GIVEN RECORDS: Begin

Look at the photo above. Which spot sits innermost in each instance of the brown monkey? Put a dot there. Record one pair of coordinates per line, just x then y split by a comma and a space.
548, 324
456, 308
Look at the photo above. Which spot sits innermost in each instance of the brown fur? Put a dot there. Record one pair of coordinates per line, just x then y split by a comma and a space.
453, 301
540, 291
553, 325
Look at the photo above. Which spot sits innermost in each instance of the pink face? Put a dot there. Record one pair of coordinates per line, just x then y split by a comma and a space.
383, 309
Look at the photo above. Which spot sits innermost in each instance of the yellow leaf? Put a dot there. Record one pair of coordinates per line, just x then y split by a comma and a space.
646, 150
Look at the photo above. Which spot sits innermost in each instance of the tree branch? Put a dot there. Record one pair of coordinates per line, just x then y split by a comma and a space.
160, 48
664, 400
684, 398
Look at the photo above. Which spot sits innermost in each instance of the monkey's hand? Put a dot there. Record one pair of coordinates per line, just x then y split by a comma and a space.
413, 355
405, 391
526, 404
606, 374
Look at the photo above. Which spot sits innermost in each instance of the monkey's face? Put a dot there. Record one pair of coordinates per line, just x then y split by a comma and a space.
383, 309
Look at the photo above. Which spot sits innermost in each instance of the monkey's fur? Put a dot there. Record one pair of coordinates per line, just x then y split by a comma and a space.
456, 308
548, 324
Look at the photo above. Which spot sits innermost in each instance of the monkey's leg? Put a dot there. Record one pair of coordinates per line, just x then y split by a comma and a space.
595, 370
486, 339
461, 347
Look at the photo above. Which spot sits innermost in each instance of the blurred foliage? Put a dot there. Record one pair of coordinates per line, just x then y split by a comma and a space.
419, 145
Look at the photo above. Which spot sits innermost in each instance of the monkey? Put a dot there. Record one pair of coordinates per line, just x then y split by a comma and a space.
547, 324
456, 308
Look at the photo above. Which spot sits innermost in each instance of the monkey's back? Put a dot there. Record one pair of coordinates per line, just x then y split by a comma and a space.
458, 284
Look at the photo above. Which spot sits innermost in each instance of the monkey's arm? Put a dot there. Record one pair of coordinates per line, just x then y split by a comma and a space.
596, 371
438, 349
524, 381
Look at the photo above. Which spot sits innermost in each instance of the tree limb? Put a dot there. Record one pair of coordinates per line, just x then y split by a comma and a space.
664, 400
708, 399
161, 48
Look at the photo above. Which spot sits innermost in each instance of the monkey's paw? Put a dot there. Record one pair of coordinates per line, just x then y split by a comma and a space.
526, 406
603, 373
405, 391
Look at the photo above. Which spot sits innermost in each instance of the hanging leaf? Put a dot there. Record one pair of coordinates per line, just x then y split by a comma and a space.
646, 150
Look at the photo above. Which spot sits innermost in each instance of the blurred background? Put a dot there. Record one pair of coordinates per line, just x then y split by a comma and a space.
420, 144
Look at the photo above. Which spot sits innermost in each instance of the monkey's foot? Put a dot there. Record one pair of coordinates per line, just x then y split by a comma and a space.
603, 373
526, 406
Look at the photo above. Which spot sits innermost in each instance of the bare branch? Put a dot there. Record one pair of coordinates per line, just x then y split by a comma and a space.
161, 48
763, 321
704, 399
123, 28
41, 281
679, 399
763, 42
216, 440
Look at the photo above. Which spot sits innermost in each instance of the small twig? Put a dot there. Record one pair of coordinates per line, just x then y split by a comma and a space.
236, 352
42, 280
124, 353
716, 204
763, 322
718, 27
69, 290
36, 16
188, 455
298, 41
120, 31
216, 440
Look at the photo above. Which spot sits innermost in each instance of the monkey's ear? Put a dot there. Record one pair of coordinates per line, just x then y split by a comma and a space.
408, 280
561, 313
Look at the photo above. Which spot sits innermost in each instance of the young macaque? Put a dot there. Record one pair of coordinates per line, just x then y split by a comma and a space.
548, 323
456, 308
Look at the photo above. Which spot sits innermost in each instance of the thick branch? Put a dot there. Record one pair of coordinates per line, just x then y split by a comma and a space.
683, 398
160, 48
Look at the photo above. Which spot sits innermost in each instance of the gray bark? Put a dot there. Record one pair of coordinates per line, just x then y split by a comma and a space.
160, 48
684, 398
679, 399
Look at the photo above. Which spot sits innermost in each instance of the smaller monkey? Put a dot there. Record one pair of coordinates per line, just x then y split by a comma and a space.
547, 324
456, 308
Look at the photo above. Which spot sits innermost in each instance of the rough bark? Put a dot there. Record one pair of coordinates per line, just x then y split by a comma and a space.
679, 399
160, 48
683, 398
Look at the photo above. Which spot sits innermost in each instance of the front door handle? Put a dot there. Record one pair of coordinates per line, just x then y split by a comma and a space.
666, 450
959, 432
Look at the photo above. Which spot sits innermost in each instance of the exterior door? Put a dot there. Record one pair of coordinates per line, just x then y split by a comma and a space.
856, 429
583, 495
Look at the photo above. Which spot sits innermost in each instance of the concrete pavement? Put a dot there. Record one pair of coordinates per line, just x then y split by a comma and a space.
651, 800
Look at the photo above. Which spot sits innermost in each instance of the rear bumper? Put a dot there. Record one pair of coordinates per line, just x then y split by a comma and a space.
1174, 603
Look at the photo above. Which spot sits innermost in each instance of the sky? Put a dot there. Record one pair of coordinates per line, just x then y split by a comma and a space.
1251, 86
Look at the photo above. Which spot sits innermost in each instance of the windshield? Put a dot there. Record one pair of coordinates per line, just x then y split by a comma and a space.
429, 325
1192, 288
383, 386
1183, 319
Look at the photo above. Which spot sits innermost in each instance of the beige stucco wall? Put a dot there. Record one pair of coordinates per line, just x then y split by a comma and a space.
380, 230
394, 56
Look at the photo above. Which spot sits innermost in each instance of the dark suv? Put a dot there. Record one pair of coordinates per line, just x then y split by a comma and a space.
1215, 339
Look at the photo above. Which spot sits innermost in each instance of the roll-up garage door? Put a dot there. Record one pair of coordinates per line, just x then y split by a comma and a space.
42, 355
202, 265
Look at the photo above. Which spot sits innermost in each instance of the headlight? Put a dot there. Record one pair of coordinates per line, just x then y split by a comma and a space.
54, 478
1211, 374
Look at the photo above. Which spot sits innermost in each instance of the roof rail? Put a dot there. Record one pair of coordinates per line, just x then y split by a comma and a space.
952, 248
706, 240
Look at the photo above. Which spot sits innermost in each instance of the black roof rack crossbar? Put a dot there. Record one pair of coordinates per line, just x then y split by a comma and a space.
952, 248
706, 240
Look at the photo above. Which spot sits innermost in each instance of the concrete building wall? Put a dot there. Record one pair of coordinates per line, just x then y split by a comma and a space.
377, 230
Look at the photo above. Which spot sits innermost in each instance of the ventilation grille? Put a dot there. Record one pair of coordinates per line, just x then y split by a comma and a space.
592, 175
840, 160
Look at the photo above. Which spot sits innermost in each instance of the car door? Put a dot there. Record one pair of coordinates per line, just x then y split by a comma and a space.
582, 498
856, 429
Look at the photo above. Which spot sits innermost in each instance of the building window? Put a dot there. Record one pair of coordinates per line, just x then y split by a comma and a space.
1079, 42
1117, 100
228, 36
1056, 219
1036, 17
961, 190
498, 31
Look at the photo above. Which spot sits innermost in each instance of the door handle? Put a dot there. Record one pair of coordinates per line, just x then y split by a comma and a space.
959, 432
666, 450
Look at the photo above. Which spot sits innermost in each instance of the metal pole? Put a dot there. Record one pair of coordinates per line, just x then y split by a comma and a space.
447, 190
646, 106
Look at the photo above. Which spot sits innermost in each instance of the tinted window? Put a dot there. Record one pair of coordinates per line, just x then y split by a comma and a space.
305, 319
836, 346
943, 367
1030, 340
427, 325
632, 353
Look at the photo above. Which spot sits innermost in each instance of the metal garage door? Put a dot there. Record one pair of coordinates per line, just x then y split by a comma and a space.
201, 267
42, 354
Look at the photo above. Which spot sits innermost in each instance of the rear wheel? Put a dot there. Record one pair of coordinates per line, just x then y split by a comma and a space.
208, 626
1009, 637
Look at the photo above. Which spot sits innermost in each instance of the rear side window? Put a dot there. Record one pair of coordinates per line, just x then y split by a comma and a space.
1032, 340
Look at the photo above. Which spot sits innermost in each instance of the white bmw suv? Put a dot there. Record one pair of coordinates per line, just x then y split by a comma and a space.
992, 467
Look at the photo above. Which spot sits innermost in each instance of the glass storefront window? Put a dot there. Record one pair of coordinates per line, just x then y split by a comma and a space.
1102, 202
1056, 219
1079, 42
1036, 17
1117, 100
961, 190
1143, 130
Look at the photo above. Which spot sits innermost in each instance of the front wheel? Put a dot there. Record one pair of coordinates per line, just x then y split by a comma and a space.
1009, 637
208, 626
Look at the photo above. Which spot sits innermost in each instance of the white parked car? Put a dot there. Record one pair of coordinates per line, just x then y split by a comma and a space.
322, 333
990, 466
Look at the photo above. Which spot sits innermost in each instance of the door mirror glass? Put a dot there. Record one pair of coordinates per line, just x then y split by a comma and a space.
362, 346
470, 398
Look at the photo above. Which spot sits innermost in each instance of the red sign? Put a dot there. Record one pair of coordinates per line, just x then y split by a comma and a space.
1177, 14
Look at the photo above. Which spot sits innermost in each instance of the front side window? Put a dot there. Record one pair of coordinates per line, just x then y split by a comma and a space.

GIVEN RECORDS: End

ACTIVITY: Output exactly what runs from the line with "the door mirror" to the final line above, both lines included, and nothing else.

TASK OUTPUT:
Look at the photo above. Which spot sits innermost in each instance of the door mirror glass? Put a dot there. Record one pair of coordinates per line, just x then y split by a comma and a space.
362, 346
470, 398
Look at the photo above. Which spot sits innermost in each instance of the red sign? Put a dot there. Record one pair of coordinates per line, just x then y split by a comma and a space.
1177, 14
Look at the photo above. Which spot sits innermost in each instance of the front side window? Put a dot there. Record one pair of coordinates per line, just x then y split by a comma and a space.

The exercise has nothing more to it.